▶ _Opis zadania_:
Proszę podać liczbę wierszy poniżej, w których występuje słowo „wooden”, z uwzględnieniem wielkości liter. Odpowiedzią ma być sama liczba.

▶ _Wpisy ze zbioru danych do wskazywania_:
----------------------------------------
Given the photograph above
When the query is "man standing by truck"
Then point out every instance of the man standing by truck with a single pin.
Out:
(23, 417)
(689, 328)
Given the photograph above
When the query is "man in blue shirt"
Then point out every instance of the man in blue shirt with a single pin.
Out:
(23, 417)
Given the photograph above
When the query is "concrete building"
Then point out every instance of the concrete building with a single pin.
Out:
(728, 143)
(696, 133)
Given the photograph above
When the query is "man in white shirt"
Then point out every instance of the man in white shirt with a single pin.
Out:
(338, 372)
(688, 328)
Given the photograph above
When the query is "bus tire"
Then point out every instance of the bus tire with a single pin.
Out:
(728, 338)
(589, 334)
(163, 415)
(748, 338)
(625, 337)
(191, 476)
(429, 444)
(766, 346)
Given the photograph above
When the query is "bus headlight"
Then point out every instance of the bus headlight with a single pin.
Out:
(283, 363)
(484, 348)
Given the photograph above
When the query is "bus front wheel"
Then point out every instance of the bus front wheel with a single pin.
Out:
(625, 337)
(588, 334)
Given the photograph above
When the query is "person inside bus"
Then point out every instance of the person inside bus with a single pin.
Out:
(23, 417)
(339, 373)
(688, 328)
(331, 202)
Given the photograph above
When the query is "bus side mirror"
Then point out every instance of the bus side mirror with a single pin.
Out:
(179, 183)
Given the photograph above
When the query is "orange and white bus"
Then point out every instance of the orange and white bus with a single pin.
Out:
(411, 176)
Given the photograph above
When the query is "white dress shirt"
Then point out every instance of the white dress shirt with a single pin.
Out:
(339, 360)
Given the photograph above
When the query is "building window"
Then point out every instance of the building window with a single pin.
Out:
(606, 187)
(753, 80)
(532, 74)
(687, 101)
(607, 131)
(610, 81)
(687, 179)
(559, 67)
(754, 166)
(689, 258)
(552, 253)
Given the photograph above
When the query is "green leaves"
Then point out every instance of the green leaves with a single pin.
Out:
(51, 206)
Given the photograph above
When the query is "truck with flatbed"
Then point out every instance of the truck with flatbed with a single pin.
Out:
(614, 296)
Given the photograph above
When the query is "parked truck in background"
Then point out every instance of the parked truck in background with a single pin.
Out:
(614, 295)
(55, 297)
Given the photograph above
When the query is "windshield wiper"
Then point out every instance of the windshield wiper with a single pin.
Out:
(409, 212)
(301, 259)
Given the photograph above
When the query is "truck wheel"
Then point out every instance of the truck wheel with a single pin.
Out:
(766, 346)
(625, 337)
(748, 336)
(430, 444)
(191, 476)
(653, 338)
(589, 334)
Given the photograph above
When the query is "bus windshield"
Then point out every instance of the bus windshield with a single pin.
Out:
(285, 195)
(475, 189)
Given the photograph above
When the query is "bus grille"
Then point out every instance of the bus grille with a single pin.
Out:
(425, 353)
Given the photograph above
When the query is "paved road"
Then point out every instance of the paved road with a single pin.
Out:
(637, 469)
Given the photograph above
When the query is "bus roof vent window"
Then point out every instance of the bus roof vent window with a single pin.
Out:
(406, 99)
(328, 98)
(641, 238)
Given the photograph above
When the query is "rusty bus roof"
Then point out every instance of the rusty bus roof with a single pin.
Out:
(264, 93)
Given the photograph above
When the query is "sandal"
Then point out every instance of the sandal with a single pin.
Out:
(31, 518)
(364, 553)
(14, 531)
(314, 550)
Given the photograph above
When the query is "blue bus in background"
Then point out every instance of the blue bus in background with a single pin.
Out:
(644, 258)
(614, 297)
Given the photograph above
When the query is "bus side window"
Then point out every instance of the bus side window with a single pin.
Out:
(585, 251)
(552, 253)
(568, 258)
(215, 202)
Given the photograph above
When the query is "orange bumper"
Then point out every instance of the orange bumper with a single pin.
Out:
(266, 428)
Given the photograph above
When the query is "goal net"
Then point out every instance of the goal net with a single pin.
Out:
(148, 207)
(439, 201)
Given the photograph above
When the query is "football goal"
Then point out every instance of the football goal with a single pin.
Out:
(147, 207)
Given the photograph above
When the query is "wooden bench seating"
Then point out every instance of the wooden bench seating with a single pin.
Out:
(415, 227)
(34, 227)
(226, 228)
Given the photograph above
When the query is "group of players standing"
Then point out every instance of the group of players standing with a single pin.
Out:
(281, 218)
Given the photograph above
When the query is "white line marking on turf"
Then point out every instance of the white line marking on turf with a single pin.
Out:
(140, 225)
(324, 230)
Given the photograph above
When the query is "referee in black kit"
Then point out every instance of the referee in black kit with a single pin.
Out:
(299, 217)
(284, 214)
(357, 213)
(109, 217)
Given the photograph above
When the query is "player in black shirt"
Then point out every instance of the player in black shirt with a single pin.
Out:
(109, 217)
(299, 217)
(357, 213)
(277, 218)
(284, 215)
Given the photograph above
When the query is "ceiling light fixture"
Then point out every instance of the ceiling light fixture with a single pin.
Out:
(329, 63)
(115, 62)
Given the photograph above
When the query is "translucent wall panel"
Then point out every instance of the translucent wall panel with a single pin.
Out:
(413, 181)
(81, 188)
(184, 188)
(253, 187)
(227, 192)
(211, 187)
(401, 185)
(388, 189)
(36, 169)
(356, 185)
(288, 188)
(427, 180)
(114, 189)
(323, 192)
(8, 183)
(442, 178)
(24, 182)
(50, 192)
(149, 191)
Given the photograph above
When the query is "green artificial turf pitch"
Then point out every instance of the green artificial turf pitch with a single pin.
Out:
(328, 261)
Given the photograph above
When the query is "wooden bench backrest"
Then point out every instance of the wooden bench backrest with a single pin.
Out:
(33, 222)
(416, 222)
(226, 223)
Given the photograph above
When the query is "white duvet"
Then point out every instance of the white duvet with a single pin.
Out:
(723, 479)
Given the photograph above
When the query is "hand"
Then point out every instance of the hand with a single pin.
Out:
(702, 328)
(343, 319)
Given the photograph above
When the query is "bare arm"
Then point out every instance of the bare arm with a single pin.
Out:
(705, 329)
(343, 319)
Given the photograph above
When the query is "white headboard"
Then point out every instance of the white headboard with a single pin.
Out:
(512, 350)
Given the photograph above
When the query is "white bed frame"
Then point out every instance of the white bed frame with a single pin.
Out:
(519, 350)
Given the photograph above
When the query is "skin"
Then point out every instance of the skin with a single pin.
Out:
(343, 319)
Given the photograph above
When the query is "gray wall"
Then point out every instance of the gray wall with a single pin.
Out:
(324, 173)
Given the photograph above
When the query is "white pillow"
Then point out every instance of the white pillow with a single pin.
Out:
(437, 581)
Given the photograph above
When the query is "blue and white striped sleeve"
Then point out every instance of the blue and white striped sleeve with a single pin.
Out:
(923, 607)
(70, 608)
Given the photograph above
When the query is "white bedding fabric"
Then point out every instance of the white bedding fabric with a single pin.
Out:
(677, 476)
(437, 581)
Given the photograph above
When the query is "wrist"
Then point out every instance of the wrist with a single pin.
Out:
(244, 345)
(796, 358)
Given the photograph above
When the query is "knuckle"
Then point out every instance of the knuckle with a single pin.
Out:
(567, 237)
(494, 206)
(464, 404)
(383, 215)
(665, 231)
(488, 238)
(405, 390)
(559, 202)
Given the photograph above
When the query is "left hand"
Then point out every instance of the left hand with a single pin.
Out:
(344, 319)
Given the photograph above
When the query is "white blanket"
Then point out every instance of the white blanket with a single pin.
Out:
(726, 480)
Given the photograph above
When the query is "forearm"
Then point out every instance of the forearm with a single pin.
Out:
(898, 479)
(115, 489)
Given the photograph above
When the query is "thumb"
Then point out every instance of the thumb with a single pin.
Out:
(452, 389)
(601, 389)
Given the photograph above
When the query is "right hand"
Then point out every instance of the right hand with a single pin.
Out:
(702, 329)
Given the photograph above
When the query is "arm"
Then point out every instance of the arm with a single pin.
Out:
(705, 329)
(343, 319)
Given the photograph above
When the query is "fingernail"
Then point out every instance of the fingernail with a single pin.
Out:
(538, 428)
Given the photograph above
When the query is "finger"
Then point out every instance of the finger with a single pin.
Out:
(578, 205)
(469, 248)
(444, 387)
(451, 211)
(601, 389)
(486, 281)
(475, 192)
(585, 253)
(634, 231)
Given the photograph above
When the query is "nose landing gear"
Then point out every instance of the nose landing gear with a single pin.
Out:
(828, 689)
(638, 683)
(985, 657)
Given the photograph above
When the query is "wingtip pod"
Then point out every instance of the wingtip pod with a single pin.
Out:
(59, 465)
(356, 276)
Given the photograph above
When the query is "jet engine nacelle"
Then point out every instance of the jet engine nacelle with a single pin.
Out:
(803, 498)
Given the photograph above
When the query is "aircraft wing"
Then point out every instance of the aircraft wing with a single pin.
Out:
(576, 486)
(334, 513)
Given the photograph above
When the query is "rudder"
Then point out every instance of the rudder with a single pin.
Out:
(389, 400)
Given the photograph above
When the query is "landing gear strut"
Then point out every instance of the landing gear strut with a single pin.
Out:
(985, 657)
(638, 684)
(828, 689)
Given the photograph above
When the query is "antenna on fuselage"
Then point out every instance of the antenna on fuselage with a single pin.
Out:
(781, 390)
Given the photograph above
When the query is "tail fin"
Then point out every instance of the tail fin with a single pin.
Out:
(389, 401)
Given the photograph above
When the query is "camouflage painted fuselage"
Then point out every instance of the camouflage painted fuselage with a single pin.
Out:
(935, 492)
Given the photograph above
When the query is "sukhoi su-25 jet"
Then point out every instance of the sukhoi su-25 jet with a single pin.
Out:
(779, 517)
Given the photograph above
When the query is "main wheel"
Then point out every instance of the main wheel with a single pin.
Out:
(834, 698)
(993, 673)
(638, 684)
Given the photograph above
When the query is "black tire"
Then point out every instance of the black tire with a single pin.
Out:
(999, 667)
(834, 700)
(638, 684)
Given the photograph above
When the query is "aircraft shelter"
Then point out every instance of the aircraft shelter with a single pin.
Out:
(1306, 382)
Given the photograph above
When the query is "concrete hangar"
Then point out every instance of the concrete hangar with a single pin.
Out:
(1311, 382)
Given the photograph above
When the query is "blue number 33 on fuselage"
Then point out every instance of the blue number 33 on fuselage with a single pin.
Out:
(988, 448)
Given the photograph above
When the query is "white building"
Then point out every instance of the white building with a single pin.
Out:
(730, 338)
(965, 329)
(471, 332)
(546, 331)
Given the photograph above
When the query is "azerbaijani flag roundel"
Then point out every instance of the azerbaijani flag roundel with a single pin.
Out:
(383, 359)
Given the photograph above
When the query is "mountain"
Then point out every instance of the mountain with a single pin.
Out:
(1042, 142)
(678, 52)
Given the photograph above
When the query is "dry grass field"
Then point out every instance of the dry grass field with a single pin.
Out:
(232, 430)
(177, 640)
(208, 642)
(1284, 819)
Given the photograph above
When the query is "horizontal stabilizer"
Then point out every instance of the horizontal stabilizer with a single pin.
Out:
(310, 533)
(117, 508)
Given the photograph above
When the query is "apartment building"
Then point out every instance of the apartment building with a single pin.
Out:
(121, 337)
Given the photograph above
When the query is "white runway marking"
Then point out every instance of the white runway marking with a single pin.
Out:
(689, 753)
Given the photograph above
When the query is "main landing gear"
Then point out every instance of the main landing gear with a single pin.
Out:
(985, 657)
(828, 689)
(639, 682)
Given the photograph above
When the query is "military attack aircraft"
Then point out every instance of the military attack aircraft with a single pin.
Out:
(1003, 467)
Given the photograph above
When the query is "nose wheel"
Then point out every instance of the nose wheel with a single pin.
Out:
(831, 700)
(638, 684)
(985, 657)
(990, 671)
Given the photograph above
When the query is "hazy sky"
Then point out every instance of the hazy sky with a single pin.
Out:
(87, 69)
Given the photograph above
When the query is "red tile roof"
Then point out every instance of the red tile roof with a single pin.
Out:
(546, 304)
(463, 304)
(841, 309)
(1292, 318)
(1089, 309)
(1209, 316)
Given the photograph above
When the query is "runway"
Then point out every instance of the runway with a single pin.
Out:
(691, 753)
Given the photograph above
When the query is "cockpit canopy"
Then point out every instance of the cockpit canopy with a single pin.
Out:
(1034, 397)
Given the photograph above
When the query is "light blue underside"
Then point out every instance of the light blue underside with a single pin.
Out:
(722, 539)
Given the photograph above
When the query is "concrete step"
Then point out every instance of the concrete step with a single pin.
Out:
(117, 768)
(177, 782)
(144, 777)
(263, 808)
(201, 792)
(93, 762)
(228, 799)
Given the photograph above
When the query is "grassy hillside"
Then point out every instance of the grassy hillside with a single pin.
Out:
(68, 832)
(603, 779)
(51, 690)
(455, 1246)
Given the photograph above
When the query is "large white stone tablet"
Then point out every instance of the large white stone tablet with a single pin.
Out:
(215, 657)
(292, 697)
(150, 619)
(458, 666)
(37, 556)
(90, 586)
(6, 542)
----------------------------------------
▶ _Wykonane zadanie_:
4